Start of Data for this exercise
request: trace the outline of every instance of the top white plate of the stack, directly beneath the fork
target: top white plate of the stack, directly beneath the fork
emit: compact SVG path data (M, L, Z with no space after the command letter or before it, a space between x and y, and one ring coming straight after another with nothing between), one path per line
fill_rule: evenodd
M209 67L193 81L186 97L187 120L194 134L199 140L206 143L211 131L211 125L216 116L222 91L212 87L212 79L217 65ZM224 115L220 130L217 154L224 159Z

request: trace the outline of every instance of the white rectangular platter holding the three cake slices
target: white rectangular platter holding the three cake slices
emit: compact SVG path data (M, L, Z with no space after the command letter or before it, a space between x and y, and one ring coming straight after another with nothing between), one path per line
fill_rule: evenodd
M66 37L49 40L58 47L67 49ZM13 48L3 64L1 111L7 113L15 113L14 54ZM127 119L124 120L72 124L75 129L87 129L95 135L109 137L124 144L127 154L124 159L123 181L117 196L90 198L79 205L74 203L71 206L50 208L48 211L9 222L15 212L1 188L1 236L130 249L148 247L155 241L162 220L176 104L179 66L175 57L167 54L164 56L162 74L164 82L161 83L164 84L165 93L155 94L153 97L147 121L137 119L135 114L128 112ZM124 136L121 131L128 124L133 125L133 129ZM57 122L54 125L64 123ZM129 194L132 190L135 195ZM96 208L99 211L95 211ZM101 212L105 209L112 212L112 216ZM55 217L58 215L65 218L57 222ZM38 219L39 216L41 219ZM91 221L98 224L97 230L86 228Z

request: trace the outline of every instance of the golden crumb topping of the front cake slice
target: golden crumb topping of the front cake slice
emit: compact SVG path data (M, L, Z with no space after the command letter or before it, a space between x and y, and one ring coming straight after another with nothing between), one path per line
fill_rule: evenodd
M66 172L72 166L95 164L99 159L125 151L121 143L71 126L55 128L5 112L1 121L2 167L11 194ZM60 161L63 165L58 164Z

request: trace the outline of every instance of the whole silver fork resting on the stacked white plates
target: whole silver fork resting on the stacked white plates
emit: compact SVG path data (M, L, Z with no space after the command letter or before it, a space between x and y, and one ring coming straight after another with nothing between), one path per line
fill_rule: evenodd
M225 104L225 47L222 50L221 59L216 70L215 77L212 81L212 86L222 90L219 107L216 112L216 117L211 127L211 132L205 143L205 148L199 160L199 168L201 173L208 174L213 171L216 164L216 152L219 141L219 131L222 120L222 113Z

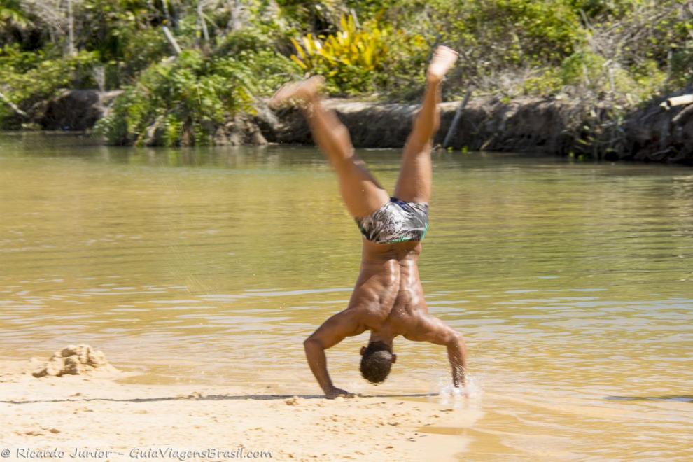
End of Data for this exercise
● **What you need to do**: Verbatim output of the entries is required, with each image left out.

● **Reply**:
request: trace the outline of every instance of the top white plate of the stack, directly beneath the fork
target: top white plate of the stack, directly beneath the fork
emit: compact SVG path data (M, L, Z with no space after the command letter or before it, a space between x and y, and one ring coming straight after another with nothing between), one path per line
fill_rule: evenodd
M209 67L193 81L186 97L187 120L194 134L199 140L206 143L211 131L211 125L216 116L222 91L212 87L212 79L217 65ZM224 115L220 130L217 154L224 159Z

request: trace the outline of every instance of the white rectangular platter holding the three cake slices
target: white rectangular platter holding the three cake slices
emit: compact SVG path data (M, L, Z with no space after the command letter or before it, a space between x and y, and one ring coming straight after another with nothing between), one path per line
fill_rule: evenodd
M66 37L49 40L58 47L67 49ZM13 48L3 64L1 111L7 113L15 113L14 54ZM127 119L124 120L72 124L75 129L87 129L95 135L109 137L124 144L127 154L124 159L123 181L117 196L90 198L79 205L74 203L71 206L50 208L48 211L9 222L15 212L1 188L1 236L130 249L148 247L155 241L162 220L176 104L179 66L175 57L167 54L164 56L162 74L164 82L161 83L164 84L165 93L155 94L153 97L147 121L137 119L135 114L128 112ZM124 136L121 131L128 124L133 125L133 129ZM57 122L54 125L64 123ZM129 194L132 190L135 195ZM96 208L99 211L95 211ZM101 212L105 209L112 212L112 216ZM55 217L58 215L65 218L57 222ZM38 219L39 216L41 219ZM91 221L98 224L97 230L86 228Z

request: trace the outline of every instance of the golden crumb topping of the front cake slice
target: golden crumb topping of the front cake slice
emit: compact SVG path data (M, L, Z with no space after the command letter or before it, a space between x and y, and one ring coming straight after another with nothing between), one path per line
fill_rule: evenodd
M66 172L72 166L95 164L99 159L125 151L121 143L71 126L55 128L5 112L1 121L2 167L11 194ZM60 161L63 165L58 164Z

request: trace the outline of every instance of the whole silver fork resting on the stacked white plates
target: whole silver fork resting on the stacked white plates
emit: compact SVG path data (M, L, Z with no space after the command letter or before it, a space between x and y, and one ring coming straight after another with nothing between), one path per line
fill_rule: evenodd
M225 104L225 47L222 50L221 59L216 70L215 77L212 81L212 86L222 90L219 107L216 112L216 117L211 127L211 132L205 143L205 148L199 160L199 168L201 173L208 174L213 171L216 164L216 152L219 141L219 131L222 120L222 113Z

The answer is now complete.